Stored data:
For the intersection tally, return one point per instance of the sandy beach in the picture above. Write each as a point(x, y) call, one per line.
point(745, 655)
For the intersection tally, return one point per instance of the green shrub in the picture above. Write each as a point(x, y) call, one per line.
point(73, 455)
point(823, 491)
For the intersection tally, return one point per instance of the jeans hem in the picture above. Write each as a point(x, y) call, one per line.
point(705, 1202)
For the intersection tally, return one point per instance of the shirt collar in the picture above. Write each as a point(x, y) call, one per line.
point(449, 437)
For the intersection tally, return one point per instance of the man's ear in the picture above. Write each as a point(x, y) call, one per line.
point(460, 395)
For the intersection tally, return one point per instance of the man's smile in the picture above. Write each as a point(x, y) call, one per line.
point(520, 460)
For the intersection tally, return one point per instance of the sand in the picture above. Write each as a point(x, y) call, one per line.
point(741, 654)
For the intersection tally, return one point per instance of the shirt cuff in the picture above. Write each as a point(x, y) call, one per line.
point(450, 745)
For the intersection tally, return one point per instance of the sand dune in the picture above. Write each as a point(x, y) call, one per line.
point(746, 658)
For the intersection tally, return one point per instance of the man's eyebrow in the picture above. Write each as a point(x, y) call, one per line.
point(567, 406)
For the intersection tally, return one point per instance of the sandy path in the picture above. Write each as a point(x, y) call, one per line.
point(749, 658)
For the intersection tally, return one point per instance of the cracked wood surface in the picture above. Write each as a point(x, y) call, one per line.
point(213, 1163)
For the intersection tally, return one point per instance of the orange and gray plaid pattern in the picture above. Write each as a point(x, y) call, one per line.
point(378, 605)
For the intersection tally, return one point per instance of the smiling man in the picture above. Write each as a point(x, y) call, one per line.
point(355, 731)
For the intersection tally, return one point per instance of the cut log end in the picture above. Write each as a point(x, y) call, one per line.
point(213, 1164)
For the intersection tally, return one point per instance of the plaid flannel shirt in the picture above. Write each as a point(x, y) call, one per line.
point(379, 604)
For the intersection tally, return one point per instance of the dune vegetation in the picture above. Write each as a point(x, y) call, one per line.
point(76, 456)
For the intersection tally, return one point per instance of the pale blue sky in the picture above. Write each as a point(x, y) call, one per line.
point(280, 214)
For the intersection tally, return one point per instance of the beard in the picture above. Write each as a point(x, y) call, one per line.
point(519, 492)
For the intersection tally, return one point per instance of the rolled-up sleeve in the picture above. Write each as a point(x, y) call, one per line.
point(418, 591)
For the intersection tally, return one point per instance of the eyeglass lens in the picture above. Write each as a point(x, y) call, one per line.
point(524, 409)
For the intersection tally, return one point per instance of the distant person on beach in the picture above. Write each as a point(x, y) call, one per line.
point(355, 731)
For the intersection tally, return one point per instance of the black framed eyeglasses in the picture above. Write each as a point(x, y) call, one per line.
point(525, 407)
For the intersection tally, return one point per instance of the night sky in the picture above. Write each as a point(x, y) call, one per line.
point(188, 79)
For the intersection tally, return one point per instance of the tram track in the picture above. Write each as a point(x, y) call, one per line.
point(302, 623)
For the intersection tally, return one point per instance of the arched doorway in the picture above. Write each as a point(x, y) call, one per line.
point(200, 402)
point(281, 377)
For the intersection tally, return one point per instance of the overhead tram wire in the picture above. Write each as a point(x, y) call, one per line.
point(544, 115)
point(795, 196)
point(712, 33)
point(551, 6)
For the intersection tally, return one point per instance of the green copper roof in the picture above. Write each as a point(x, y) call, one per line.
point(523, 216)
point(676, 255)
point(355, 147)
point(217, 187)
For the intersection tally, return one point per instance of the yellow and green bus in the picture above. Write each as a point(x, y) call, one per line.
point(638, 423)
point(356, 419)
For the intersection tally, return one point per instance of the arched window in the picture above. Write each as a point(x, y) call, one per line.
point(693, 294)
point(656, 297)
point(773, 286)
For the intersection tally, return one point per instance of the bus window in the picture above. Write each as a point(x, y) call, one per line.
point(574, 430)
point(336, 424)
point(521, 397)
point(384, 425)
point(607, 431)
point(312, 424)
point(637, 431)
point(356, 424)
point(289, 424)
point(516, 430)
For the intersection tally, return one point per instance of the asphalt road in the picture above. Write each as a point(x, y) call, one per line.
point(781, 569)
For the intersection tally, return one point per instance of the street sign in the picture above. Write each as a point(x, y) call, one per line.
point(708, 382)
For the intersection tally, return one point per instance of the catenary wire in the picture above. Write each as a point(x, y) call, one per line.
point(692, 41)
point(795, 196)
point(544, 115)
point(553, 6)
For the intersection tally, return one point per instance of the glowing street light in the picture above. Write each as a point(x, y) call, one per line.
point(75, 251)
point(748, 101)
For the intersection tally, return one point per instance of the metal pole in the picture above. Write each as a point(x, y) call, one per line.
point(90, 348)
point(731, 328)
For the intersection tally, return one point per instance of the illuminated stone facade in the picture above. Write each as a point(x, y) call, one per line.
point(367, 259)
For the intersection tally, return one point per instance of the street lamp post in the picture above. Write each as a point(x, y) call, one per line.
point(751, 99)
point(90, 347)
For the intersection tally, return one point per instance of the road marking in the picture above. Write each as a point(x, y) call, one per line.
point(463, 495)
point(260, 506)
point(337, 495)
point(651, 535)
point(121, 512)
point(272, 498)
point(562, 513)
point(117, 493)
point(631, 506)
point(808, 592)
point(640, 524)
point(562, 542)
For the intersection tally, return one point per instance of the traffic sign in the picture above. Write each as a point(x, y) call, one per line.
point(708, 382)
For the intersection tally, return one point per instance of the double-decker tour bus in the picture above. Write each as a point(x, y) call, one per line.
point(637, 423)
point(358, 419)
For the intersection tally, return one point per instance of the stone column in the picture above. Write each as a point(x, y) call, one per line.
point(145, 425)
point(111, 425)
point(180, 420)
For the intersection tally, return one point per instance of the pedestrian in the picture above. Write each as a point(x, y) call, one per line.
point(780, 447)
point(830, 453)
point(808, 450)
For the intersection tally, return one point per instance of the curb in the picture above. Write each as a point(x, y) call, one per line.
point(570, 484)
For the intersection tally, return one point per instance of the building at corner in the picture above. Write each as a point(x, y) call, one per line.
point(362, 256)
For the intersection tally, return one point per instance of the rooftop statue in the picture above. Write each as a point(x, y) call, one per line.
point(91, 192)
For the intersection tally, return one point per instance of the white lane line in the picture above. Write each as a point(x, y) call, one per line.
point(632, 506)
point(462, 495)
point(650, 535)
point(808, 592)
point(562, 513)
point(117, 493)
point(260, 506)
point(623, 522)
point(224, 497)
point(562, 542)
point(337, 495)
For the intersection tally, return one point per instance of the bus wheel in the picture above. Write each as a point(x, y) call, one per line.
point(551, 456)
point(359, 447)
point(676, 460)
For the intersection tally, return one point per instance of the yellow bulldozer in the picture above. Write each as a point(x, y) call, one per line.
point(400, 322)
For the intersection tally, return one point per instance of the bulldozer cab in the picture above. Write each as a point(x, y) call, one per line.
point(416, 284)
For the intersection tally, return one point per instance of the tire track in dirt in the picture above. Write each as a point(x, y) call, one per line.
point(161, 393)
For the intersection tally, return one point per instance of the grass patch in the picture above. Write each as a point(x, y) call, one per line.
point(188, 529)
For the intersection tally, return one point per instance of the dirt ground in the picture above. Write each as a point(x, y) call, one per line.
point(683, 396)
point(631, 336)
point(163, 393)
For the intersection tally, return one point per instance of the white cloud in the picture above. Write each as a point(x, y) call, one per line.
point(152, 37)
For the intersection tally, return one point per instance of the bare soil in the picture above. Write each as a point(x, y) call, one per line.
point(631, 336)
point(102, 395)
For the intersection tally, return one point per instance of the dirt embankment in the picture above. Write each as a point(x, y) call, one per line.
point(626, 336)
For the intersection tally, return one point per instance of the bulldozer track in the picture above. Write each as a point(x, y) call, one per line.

_Given instruction_.
Update the records by replacing "intersection tally" with "overlap count" wherever it occurs, and leave everything else as it is.

_Solution to this problem_.
For the overlap count, return one point per instance of the sandy beach in the picture above. Write each as a point(x, y) call, one per line.
point(745, 655)
For the overlap count, return one point per instance of the green shrub in the picture above. Write each as a point(x, y) call, one per line.
point(73, 455)
point(823, 491)
For the overlap count, return one point per instance of the jeans hem in the picture above. Write each as a point(x, y) call, one per line.
point(705, 1202)
For the overlap count, return one point per instance of the shirt collar in the picture above. Write each as a point(x, y) call, one per line.
point(449, 437)
For the overlap count, return one point per instance of the man's ear in the picture above. Write each as a point(x, y) call, one per line.
point(460, 395)
For the overlap count, return one point per instance of the man's smile in the picture above. Write each as a point(x, y) call, one per line.
point(520, 460)
For the overlap count, return one point per instance of the sand in the picture above. Write each as a point(x, y) call, one per line.
point(741, 654)
For the overlap count, return one point per instance of the shirt cuff in the picture above. Write each as a point(x, y) call, one per line.
point(450, 745)
For the overlap count, return one point per instance of the sand dune in the picture above. Write each as a point(x, y) call, one per line.
point(746, 658)
For the overlap count, return one point per instance of the man's eyebrow in the picture above. Write each as a point(x, y) call, one per line.
point(567, 406)
For the overlap count, return one point per instance of the sandy path in the picture above. Write each as a point(x, y) call, one per line.
point(749, 658)
For the overlap count, return one point per instance of the cracked wood surface in the picture above. Write each as a point(x, y) call, one per line.
point(213, 1163)
For the overlap count, return one point per instance of the orange and gray plaid pattern in the picture above. Write each as a point(x, y) call, one per line.
point(378, 605)
For the overlap count, return one point per instance of the smiling man in the picture above. Write each as a point(x, y) call, one per line.
point(355, 731)
For the overlap count, return one point per instance of the cut log end in the picture above. Write each as a point(x, y) call, one per line.
point(213, 1164)
For the overlap count, return one point per instance of the plaid flannel shirt in the picture above. Write each as a point(x, y) call, one per line.
point(379, 604)
For the overlap count, return one point per instance of the dune vegetation in the picture above. Write each as a point(x, y) call, one per line.
point(76, 456)
For the overlap count, return one point per instance of the pale blue sky in the picture above. Write each as a point(x, y) call, one per line.
point(280, 214)
For the overlap count, return one point per instance of the beard in the picture above. Write each as a point(x, y) call, one per line.
point(519, 492)
For the overlap count, return one point per instance of the rolled-up sleeve in the picture above. Write each as a point(x, y) call, one per line.
point(418, 591)
For the overlap count, return one point per instance of the eyeglass lens in the picture above. Write each as a point(x, y) call, one per line.
point(524, 409)
For the overlap count, return one point per instance of the distant person on beach in the picture above. Write each as a point(x, y) call, one per line.
point(355, 731)
For the overlap count, return one point per instance of the black framed eyeglasses in the picture above. Write each as a point(x, y) call, one per line.
point(525, 407)
For the overlap count, return one point per instance of the night sky in the picture above. Write each as a point(x, y) call, one per line.
point(188, 79)
For the overlap count, return one point per instance of the tram track in the picture above. Write each as a point(x, y) call, one per line.
point(302, 623)
For the overlap count, return one point per instance of the arched doorway in the picture above. Write each as a point(x, y) call, one per line.
point(200, 402)
point(281, 377)
For the overlap count, return one point per instance of the overhead tram wire in the picture above. Write each as a point(x, y) call, one per line.
point(544, 115)
point(795, 196)
point(712, 33)
point(551, 6)
For the overlap count, return one point per instance of the green copper roof in the picture above. Write each as a point(x, y) call, one per line.
point(523, 216)
point(676, 255)
point(355, 147)
point(217, 187)
For the overlap count, return one point per instance of the yellow and green bus in the picture above. Write each as a point(x, y) call, one per line.
point(638, 423)
point(356, 419)
For the overlap count, return one point per instance of the arched window in the picture above. Write each as a point(x, y) call, one per line.
point(693, 294)
point(656, 297)
point(773, 286)
For the overlap count, return one point per instance of the bus window in the picture above. Write each as a point(x, y) call, one per line.
point(574, 430)
point(336, 424)
point(521, 397)
point(384, 425)
point(607, 431)
point(312, 424)
point(637, 431)
point(356, 424)
point(289, 424)
point(516, 430)
For the overlap count, return one point per instance of the asphalt road in the picture above. Write each as a point(x, y) call, one per line.
point(781, 569)
For the overlap count, return one point per instance of the street sign in the picture above. Write each as a point(x, y) call, one per line.
point(708, 382)
For the overlap count, return one point per instance of the catenary wire in the picture above. Write each as a point(x, y) call, one per line.
point(692, 41)
point(795, 196)
point(544, 115)
point(553, 6)
For the overlap count, return one point per instance of the glowing street light in the picture above. Write each as a point(x, y) call, one per line.
point(75, 251)
point(748, 101)
For the overlap count, return one point per instance of the metal pole in the picture above. Write each as a point(x, y) call, one per line.
point(90, 348)
point(731, 328)
For the overlap count, return one point per instance of the illuminated stone facade in the picture above. Write each as a point(x, y) call, one per line.
point(367, 259)
For the overlap count, return one point per instance of the street lamp post in the picture above. Write each as a point(x, y) call, one per line.
point(751, 99)
point(90, 347)
For the overlap count, return one point per instance of the road marking in the picture above. Write each as a point(x, y) call, one per line.
point(463, 495)
point(260, 506)
point(337, 495)
point(651, 535)
point(121, 512)
point(272, 498)
point(562, 513)
point(117, 493)
point(631, 506)
point(808, 592)
point(640, 524)
point(562, 542)
For the overlap count, return one point per instance of the traffic sign in the picture above. Write each as a point(x, y) call, one per line.
point(708, 382)
For the overlap count, return one point per instance of the double-decker tour bus in the picture above. Write each as a point(x, y) call, one per line.
point(637, 423)
point(358, 419)
For the overlap count, return one point per instance of the stone column in the picture above. Write each as a point(x, y) call, one per line.
point(145, 425)
point(111, 425)
point(180, 420)
For the overlap count, return one point per instance of the pedestrian in the picture above. Write each as a point(x, y) call, one per line.
point(780, 447)
point(830, 453)
point(808, 450)
For the overlap count, return one point per instance of the curb in the picture above. Write each as a point(x, y) call, one per line.
point(570, 484)
For the overlap count, return one point per instance of the building at corner in the picture above. Write each as a point(x, y) call, one per line.
point(362, 256)
For the overlap count, return one point per instance of the rooftop statue in the picture above. Write each as a point(x, y) call, one per line.
point(91, 192)
For the overlap count, return one point per instance of the white lane line in the picture above. Write each as a point(x, y) call, one per line.
point(632, 506)
point(462, 495)
point(650, 535)
point(808, 592)
point(562, 513)
point(117, 493)
point(260, 506)
point(623, 522)
point(224, 497)
point(562, 542)
point(337, 495)
For the overlap count, return one point per instance of the bus wheel in the picture above. Write each as a point(x, y) call, one per line.
point(551, 456)
point(359, 447)
point(676, 460)
For the overlap count, return one point per instance of the yellow bulldozer in the picture above. Write each as a point(x, y) call, one per line.
point(400, 322)
For the overlap count, return one point per instance of the bulldozer cab in the picture above. Write each as a point(x, y) call, one per line.
point(416, 284)
For the overlap count, return one point per instance of the tire track in dirt in the picture above. Write each as a point(x, y) call, one per line.
point(161, 393)
For the overlap count, return one point per instance of the grass patch in the picture above. Write each as a point(x, y) call, one per line.
point(188, 529)
For the overlap count, return one point per instance of the dirt ground in the picture above. Write each as a point(x, y) call, one per line.
point(683, 396)
point(631, 336)
point(163, 393)
For the overlap count, return one point per instance of the white cloud in the picture above. Write each as a point(x, y) call, one per line.
point(152, 37)
For the overlap count, return one point per instance of the bare soil in the picture above. Write each as a point(x, y) call, one per line.
point(631, 336)
point(102, 395)
For the overlap count, return one point per instance of the dirt embankment in the picture above. Write each as a point(x, y) call, one per line.
point(626, 336)
For the overlap count, return one point per instance of the bulldozer track in the picture above. Write each as a point(x, y) call, one per line.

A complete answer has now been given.